PROBLEM STATEMENT: From the line containing "Consider the photo above. For every instance of the curb, which" to the very last line, repeat everything exactly and add nothing else. Skip the pictures.
_ _ _ _
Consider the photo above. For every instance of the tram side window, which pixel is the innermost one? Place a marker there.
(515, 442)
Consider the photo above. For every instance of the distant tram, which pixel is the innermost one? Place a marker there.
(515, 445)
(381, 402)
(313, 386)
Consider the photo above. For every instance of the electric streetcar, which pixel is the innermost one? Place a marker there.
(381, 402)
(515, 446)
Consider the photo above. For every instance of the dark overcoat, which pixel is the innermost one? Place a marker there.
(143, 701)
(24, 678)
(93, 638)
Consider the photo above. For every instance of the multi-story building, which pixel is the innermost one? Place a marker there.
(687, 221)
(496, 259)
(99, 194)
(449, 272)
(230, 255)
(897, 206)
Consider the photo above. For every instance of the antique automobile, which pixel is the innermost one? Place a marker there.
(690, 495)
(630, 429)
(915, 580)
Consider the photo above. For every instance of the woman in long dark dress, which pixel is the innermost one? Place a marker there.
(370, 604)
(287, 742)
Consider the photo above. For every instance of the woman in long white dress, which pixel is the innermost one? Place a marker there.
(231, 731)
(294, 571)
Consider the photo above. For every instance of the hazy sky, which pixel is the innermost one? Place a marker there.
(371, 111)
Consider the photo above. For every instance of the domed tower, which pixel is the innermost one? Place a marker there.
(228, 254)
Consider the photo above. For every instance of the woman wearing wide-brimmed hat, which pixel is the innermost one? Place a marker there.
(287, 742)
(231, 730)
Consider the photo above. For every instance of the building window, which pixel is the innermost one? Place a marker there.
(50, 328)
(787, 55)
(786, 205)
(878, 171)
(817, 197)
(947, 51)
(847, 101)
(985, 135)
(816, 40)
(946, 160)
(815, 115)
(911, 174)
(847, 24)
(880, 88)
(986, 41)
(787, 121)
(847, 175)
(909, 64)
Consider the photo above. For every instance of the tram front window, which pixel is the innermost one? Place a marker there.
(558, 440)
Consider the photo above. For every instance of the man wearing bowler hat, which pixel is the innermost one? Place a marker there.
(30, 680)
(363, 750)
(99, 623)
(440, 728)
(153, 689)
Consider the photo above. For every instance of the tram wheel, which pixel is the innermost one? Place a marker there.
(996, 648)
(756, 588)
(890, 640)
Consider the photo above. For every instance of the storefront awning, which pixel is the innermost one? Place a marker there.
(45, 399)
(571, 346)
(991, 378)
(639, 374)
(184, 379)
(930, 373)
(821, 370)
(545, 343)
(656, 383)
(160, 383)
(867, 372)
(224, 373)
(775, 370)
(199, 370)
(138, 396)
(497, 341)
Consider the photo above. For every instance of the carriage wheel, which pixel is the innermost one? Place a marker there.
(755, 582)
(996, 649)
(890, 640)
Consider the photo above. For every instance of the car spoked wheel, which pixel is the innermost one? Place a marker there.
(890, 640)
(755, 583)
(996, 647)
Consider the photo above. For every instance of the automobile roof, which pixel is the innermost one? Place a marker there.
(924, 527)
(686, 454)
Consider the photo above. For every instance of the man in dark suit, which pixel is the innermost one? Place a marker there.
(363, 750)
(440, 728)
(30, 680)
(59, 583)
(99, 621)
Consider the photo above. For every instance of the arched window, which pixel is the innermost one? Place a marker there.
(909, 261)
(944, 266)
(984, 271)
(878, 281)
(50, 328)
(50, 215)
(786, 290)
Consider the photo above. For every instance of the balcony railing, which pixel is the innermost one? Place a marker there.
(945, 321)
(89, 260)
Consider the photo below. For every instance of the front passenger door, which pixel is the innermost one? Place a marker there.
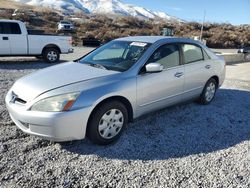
(157, 90)
(4, 40)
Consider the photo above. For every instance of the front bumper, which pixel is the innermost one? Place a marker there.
(55, 126)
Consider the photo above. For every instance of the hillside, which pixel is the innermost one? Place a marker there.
(106, 28)
(108, 7)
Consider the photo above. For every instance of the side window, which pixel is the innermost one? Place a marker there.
(2, 28)
(167, 55)
(192, 53)
(9, 28)
(206, 56)
(14, 28)
(113, 52)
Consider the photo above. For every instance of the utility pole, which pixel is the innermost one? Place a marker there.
(203, 25)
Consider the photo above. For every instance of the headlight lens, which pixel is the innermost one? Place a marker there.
(56, 104)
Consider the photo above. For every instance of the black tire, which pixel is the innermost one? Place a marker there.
(93, 131)
(247, 57)
(203, 98)
(51, 55)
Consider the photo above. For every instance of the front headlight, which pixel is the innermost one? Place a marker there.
(56, 104)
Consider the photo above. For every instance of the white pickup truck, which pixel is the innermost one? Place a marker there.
(15, 40)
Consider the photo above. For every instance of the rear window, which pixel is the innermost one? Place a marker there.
(9, 28)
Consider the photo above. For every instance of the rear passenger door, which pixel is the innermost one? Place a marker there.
(197, 70)
(4, 40)
(18, 40)
(157, 90)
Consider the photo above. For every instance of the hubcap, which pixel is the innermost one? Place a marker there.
(52, 56)
(210, 91)
(111, 123)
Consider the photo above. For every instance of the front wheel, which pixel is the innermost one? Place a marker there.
(51, 55)
(107, 123)
(208, 92)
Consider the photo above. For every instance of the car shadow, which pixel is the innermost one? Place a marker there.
(179, 131)
(25, 64)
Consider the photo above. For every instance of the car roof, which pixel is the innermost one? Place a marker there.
(153, 39)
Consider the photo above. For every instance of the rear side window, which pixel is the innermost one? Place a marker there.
(192, 53)
(167, 55)
(9, 28)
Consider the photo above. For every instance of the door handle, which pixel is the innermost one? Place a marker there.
(208, 66)
(179, 74)
(5, 38)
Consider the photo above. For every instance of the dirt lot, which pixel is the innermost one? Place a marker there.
(182, 146)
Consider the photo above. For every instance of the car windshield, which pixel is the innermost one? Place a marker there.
(116, 55)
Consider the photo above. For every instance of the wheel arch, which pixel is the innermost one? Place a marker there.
(216, 78)
(121, 99)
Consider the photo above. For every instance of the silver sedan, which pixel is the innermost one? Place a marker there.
(97, 95)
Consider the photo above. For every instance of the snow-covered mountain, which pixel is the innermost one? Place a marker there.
(115, 7)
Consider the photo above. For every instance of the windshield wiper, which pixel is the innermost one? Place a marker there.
(98, 66)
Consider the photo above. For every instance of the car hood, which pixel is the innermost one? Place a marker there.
(35, 84)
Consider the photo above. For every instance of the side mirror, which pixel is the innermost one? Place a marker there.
(154, 67)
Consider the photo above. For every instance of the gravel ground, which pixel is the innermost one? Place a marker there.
(183, 146)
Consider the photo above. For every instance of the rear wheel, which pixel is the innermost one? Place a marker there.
(247, 57)
(107, 123)
(51, 55)
(208, 92)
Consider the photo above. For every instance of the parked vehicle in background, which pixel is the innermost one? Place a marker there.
(15, 40)
(90, 41)
(97, 95)
(246, 52)
(65, 26)
(21, 12)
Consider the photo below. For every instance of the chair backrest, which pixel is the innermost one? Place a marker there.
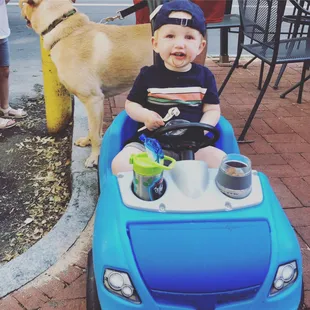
(261, 19)
(301, 13)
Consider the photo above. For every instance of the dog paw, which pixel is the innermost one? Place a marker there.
(84, 141)
(91, 161)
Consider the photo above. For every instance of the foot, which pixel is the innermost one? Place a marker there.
(83, 141)
(91, 161)
(13, 113)
(6, 123)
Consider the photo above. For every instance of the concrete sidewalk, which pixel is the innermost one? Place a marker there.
(281, 150)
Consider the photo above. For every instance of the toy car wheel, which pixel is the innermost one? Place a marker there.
(92, 300)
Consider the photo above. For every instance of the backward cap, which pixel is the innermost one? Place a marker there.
(196, 22)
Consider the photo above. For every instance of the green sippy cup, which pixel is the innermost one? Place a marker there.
(148, 182)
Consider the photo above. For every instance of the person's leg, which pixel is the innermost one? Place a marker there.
(120, 162)
(5, 109)
(211, 155)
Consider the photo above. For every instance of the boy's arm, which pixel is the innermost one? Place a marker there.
(137, 112)
(211, 114)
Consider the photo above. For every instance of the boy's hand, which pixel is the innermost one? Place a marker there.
(153, 121)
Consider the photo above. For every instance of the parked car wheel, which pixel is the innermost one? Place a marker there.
(92, 300)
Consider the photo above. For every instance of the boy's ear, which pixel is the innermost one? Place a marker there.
(154, 44)
(202, 46)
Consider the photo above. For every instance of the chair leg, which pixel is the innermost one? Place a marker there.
(249, 62)
(234, 66)
(302, 81)
(261, 74)
(276, 84)
(256, 106)
(294, 87)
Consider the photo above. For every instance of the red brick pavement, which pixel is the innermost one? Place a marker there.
(281, 149)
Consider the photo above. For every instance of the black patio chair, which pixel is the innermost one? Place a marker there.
(299, 22)
(261, 22)
(298, 27)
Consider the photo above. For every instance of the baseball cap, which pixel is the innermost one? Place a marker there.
(197, 22)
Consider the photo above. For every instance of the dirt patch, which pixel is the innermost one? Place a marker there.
(35, 179)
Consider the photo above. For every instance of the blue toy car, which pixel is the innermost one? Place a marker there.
(184, 252)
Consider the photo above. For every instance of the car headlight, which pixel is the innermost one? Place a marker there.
(285, 276)
(119, 283)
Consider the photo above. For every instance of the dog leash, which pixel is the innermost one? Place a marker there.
(123, 13)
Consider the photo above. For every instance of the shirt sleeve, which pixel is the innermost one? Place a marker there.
(138, 92)
(211, 96)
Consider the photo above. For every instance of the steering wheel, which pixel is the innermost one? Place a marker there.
(183, 142)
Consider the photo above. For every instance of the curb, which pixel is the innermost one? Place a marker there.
(47, 251)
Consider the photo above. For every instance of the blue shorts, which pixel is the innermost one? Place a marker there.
(4, 53)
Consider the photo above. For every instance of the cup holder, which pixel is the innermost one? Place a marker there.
(234, 177)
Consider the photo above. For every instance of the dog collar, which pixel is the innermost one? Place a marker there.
(58, 21)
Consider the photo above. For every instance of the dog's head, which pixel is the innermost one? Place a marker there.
(39, 14)
(27, 7)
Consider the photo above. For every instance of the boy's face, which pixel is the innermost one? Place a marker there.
(177, 45)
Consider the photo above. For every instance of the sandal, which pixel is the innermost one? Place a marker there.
(13, 113)
(6, 123)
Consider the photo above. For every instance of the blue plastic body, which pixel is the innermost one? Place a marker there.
(192, 261)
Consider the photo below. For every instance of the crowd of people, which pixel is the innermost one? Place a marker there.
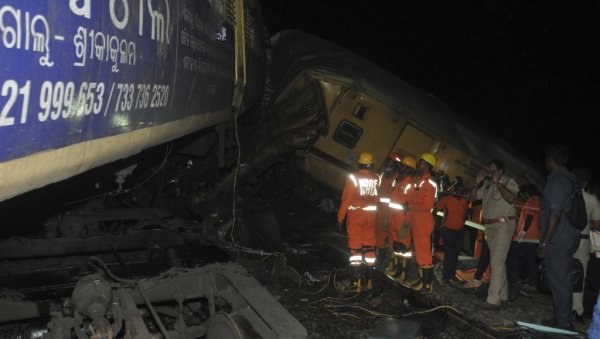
_ _ _ _
ANSWER TO THIS PROBLEM:
Consider the photo above. For every instance of the curb, which pixel is the innermost one? Place a marker there.
(47, 251)
Consider the photo above. For every instance of the blue shorts, which pixel is the innermost one? Place a marker there.
(4, 53)
Consider the photo above. For every instance of the cup holder, which pixel is the innermost one? Place a marker there.
(234, 177)
Consider the photo above. For every instance of the dog collar, which pixel is the innermost one? Place a marker there.
(58, 21)
Consider the photo above. For every instance of the dog's head, which pixel is the innermost one? Place a marker there.
(39, 14)
(27, 7)
Consider the photo above. For every instance of the boy's face, which pixel is the innermost one? Place a marker there.
(177, 45)
Consider the photo above. For every instance of the sandal, which pixel is the innermost one? Place a marker there.
(13, 113)
(6, 123)
Consider the photo above. For every instance of the blue plastic body, which pixel is the innermost one? Place a marker there.
(192, 261)
Consider the photo below. For every instance of the crowd of people, which pixel is the innermost one? Place a marker there.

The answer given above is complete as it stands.